» **Provided records**:
.....
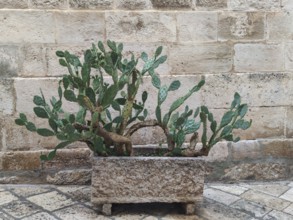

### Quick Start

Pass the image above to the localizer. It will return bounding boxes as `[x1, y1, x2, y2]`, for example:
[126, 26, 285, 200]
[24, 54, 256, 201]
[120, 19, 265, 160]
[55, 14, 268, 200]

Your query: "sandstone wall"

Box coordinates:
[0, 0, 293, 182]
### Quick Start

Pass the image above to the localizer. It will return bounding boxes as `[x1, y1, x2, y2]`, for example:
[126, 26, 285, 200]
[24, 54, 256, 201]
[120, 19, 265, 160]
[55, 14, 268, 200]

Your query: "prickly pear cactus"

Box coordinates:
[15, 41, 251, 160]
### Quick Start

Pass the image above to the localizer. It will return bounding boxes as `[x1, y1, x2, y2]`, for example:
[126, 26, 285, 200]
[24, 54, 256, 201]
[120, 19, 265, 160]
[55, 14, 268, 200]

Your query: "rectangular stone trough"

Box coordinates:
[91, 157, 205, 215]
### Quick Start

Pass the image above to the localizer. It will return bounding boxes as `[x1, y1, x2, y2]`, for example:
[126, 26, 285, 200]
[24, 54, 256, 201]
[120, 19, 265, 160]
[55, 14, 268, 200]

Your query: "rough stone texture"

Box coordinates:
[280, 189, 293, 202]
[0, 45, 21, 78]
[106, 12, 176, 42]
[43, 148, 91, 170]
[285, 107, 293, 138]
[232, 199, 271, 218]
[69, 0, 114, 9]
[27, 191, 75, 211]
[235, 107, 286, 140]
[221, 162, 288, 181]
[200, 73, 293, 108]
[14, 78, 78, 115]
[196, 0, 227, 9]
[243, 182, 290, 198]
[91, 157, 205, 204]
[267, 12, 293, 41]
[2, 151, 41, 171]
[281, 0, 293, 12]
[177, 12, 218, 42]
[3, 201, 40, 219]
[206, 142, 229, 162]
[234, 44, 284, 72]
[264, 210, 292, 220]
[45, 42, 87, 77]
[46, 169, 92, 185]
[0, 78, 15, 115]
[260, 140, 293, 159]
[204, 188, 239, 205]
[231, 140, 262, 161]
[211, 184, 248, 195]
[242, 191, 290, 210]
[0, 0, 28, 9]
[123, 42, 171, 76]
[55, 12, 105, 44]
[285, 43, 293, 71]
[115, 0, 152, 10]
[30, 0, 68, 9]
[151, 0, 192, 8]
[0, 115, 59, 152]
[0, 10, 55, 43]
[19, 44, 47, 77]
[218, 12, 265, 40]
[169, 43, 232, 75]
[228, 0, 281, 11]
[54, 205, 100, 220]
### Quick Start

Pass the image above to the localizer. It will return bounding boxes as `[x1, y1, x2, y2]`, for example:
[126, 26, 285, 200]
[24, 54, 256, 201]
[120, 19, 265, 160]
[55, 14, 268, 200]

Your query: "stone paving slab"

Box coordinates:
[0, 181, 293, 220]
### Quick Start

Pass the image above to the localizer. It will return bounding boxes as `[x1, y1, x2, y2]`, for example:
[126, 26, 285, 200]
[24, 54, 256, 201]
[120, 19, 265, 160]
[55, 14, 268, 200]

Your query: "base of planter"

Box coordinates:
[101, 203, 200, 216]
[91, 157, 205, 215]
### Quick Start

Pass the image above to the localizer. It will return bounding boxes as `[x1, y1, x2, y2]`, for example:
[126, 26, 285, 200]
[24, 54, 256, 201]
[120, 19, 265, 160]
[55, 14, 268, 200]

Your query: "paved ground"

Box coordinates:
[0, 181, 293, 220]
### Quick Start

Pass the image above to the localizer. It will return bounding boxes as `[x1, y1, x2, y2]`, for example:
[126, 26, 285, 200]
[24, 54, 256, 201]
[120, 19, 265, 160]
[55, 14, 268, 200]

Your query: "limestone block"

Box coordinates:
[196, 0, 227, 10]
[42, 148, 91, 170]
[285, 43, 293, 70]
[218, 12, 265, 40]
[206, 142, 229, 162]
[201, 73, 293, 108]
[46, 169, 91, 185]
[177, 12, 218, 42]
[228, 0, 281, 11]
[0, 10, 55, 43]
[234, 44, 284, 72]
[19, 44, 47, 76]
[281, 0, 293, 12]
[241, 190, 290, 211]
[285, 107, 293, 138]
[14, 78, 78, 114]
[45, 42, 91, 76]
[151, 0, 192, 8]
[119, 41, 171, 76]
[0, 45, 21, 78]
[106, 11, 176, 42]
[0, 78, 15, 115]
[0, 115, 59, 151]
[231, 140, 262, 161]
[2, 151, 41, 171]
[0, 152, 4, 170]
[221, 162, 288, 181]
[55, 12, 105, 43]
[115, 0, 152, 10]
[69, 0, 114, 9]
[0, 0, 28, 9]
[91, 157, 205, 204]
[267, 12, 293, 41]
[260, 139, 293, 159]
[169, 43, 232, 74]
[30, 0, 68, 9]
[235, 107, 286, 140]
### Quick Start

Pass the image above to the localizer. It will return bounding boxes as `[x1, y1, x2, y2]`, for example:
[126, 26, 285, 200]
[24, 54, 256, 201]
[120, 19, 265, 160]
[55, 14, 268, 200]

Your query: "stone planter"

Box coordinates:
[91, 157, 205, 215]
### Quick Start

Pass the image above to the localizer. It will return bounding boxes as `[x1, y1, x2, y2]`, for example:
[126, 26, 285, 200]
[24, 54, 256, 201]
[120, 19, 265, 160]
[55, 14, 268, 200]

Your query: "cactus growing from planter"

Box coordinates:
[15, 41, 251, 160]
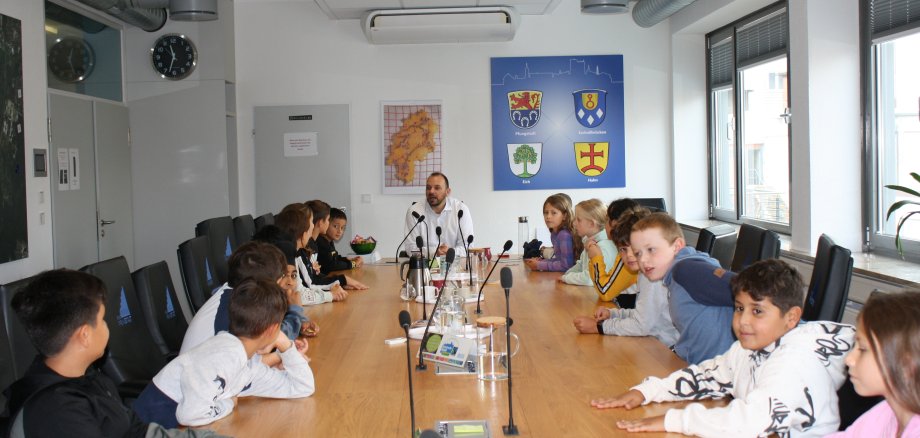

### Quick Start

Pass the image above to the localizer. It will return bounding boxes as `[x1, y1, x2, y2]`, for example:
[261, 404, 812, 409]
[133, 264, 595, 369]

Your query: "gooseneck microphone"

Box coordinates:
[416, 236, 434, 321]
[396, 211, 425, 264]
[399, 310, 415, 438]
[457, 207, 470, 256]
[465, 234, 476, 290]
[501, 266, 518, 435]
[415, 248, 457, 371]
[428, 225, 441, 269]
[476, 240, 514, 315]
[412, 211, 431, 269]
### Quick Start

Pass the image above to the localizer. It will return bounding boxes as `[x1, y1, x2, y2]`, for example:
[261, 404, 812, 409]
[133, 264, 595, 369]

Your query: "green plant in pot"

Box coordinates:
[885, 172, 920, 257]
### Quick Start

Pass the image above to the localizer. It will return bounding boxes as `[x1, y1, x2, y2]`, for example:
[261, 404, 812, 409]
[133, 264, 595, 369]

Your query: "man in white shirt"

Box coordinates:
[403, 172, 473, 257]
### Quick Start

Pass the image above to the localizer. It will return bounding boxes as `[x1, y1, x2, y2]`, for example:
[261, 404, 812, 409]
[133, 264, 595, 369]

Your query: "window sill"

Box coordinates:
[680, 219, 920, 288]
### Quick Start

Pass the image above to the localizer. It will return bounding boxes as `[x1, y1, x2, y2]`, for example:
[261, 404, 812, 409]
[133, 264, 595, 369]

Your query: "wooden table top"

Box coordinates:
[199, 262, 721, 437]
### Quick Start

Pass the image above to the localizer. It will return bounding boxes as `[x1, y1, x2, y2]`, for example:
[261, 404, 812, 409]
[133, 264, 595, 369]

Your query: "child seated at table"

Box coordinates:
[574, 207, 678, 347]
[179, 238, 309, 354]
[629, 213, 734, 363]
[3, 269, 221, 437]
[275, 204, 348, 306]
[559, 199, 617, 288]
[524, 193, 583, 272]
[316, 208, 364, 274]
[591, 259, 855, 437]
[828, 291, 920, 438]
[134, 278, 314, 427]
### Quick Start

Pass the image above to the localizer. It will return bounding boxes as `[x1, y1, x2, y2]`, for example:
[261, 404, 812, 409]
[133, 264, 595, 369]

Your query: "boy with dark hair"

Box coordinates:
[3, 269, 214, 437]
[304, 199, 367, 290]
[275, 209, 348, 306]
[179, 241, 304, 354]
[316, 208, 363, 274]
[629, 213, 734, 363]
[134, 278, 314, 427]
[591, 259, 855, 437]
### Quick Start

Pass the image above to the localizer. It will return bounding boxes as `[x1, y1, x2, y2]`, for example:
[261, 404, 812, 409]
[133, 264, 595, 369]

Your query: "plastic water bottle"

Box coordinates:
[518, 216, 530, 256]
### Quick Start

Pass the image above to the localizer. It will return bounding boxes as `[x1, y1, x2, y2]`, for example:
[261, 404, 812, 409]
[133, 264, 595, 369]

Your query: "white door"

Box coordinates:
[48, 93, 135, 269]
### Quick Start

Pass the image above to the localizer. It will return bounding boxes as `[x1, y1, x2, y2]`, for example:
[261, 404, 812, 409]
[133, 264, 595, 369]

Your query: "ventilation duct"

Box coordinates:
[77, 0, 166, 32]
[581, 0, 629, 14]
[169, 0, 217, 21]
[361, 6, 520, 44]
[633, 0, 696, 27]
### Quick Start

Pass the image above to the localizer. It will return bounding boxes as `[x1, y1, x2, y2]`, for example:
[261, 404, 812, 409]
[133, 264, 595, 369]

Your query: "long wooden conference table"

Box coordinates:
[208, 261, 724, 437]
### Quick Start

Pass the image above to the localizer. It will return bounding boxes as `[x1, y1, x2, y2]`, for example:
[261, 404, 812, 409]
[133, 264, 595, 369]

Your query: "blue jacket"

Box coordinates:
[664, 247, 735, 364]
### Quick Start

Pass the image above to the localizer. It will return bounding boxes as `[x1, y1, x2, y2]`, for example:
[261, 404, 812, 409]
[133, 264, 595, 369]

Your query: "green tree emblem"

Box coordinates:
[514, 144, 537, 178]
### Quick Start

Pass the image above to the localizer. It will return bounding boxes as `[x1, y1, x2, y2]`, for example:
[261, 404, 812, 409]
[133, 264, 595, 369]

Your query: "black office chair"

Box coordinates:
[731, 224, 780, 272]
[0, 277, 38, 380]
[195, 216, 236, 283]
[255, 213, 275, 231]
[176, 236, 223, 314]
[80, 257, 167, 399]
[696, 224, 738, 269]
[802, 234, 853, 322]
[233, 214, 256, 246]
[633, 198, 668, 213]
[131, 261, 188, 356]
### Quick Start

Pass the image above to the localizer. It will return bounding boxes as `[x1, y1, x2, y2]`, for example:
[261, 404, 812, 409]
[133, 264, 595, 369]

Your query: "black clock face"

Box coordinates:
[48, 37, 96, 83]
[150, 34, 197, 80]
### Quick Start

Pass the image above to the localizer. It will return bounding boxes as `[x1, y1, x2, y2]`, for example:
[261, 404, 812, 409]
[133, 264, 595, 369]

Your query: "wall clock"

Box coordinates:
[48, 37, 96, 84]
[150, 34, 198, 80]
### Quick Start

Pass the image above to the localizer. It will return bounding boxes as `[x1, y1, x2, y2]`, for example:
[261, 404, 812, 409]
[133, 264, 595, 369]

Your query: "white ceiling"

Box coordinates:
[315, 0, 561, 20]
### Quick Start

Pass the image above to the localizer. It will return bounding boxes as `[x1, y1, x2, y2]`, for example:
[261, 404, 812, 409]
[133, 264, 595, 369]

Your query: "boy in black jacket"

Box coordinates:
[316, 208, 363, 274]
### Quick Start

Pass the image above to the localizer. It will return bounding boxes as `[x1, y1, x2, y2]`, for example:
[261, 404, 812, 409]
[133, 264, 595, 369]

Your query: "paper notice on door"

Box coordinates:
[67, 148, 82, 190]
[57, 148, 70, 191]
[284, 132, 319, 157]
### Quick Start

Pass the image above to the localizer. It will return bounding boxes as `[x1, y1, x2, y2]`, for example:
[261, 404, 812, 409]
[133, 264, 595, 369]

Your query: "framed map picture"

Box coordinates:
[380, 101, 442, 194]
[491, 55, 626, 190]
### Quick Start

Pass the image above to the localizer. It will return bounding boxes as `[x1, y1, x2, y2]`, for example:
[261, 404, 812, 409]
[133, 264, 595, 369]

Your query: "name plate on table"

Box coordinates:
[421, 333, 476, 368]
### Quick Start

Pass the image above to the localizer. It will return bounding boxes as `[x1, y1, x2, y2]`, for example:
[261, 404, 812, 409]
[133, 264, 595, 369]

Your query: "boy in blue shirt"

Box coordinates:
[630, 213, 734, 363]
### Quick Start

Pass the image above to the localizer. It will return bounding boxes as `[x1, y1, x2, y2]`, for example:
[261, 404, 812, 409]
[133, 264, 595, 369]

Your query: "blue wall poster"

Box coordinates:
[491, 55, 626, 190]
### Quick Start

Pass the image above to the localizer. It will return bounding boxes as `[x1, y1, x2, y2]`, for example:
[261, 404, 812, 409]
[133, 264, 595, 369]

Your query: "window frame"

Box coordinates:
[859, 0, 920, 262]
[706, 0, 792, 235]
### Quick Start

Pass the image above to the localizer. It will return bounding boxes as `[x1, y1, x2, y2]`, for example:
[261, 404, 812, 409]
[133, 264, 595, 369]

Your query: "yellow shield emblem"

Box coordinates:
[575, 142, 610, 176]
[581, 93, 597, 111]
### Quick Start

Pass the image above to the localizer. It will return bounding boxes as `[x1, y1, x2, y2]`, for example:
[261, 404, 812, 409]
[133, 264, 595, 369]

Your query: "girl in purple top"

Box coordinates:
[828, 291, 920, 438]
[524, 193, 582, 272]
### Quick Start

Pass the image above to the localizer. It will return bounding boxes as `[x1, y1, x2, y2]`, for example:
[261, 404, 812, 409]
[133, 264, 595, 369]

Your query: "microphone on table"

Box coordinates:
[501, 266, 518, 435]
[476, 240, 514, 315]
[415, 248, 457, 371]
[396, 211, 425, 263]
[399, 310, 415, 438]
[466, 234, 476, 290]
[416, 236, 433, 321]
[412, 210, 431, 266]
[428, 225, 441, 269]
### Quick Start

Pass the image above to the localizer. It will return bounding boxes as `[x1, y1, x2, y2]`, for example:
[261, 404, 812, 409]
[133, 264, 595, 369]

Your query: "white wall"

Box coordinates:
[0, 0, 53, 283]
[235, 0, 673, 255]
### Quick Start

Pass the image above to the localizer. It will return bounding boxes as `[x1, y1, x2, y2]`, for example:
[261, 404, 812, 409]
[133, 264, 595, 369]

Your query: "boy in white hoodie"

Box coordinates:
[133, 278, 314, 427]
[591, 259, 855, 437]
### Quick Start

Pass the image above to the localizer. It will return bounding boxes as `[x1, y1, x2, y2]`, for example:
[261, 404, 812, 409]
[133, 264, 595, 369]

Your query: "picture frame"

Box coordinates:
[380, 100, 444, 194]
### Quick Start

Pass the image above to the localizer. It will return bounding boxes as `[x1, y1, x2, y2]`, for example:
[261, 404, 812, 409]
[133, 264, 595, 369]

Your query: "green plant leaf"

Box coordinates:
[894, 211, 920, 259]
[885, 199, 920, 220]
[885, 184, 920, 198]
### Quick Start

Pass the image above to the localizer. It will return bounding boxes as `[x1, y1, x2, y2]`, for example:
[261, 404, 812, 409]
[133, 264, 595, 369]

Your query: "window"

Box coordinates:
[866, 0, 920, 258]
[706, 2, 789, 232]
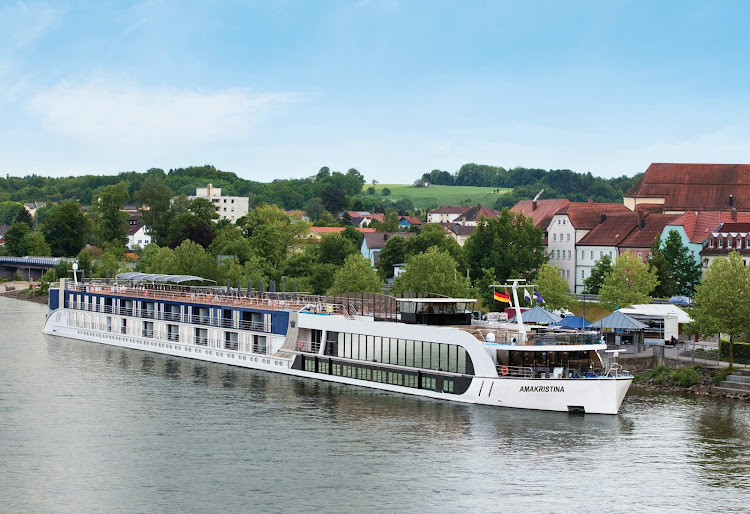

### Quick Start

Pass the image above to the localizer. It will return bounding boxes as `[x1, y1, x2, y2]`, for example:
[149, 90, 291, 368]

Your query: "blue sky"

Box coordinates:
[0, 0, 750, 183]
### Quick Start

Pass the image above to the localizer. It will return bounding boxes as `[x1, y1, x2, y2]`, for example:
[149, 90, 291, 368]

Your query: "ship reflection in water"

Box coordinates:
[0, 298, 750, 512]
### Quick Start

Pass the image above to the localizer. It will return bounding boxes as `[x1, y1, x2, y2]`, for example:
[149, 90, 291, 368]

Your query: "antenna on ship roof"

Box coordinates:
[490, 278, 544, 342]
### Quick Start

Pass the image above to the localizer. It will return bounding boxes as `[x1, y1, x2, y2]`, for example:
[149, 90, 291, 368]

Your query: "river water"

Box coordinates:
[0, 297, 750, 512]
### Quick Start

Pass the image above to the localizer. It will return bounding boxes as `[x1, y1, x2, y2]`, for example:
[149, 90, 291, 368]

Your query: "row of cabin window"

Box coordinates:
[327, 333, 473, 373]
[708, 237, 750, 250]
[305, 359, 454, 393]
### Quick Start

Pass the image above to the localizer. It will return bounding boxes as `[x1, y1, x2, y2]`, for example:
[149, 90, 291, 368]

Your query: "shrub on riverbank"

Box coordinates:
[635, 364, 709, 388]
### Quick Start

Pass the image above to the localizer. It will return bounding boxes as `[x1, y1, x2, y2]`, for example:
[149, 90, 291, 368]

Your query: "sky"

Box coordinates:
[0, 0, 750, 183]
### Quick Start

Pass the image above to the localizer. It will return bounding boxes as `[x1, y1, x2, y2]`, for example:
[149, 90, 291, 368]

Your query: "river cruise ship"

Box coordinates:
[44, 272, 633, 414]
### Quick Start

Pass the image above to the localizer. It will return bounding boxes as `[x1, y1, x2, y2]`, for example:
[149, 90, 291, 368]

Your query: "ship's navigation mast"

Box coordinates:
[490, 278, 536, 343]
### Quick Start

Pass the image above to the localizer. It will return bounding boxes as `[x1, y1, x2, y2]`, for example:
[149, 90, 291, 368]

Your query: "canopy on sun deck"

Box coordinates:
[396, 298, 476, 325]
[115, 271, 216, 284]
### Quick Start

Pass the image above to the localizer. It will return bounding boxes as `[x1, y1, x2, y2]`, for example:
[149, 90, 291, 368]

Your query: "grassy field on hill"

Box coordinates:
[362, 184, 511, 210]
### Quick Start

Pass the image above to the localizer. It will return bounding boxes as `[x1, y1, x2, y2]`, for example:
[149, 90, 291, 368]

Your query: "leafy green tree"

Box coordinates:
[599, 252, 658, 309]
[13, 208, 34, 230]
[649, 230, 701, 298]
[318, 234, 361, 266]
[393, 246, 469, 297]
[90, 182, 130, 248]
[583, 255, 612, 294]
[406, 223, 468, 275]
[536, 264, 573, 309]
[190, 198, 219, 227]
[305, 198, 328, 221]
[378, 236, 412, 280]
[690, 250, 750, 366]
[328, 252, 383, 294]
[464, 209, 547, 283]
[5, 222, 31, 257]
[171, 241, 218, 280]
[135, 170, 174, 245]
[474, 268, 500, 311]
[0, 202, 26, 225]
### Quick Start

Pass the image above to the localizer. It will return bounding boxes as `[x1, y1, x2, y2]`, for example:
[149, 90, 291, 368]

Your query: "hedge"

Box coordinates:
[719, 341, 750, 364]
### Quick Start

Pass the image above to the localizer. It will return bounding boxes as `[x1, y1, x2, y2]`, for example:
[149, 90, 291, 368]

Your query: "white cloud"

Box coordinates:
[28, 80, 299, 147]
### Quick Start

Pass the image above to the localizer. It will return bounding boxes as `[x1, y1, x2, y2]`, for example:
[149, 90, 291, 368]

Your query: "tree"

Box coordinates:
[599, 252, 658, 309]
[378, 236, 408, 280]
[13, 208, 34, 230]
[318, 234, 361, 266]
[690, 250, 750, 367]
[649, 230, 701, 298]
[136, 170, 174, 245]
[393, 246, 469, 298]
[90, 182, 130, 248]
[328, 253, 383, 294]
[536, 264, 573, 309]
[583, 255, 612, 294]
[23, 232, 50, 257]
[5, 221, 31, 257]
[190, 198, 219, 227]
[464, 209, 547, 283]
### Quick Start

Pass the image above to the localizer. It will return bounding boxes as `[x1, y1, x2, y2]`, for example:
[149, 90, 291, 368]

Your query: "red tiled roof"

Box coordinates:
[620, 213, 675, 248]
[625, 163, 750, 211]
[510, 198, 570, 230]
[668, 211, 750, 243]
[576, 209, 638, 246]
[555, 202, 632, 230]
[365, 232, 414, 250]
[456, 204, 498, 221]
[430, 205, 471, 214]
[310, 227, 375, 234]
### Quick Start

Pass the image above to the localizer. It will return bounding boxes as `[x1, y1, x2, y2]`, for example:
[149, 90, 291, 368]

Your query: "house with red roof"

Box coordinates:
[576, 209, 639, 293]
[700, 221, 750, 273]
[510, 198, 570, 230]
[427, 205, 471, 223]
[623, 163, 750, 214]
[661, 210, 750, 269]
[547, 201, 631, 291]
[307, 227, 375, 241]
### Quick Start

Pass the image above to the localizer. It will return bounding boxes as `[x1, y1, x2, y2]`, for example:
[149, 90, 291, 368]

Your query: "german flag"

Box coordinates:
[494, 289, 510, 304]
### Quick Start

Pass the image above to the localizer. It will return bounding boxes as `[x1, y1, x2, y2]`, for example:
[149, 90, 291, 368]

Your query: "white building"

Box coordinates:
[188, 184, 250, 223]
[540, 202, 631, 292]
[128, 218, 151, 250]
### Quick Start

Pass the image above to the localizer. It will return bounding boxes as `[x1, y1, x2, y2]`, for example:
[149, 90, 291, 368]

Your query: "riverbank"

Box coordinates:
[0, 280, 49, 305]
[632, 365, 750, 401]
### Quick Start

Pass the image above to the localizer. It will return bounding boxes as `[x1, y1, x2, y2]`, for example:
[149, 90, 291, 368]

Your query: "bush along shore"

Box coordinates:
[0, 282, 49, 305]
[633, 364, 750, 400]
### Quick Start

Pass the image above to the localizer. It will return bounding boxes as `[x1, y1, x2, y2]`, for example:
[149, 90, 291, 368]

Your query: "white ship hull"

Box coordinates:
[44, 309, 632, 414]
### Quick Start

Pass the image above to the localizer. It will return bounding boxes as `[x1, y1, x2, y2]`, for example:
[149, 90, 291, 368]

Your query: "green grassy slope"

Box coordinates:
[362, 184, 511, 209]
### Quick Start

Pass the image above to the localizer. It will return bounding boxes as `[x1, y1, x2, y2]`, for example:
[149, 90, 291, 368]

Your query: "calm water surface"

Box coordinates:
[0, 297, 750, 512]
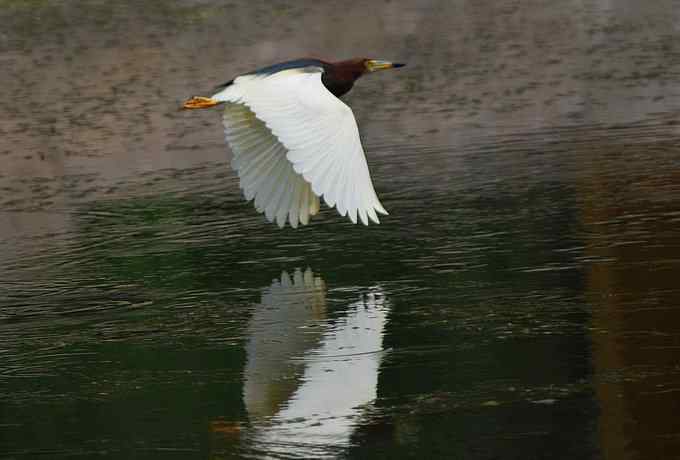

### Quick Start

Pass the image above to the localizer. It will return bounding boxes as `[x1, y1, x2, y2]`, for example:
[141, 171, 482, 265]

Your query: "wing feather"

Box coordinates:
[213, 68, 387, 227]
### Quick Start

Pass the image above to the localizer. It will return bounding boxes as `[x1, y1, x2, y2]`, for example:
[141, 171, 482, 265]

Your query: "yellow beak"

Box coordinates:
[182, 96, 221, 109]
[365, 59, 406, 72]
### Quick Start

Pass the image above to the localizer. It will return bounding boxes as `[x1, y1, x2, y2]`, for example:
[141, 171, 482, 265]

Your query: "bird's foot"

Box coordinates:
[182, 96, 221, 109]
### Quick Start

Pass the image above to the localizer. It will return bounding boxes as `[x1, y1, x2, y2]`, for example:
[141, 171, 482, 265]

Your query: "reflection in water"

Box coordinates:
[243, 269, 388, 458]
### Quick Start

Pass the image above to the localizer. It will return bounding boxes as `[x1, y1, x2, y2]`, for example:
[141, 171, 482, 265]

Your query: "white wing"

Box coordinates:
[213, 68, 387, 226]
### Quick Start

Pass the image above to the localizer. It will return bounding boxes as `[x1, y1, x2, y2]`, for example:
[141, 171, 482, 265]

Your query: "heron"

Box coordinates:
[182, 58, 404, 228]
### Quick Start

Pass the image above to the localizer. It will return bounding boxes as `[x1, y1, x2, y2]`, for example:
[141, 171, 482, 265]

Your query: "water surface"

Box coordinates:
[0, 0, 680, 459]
.....
» **Instructions for the task**: List every line above that contains the word "planter", copying each one in full.

» **Result below**:
Your query: "base of planter"
Your query: "stone planter"
Your query: "cactus growing from planter"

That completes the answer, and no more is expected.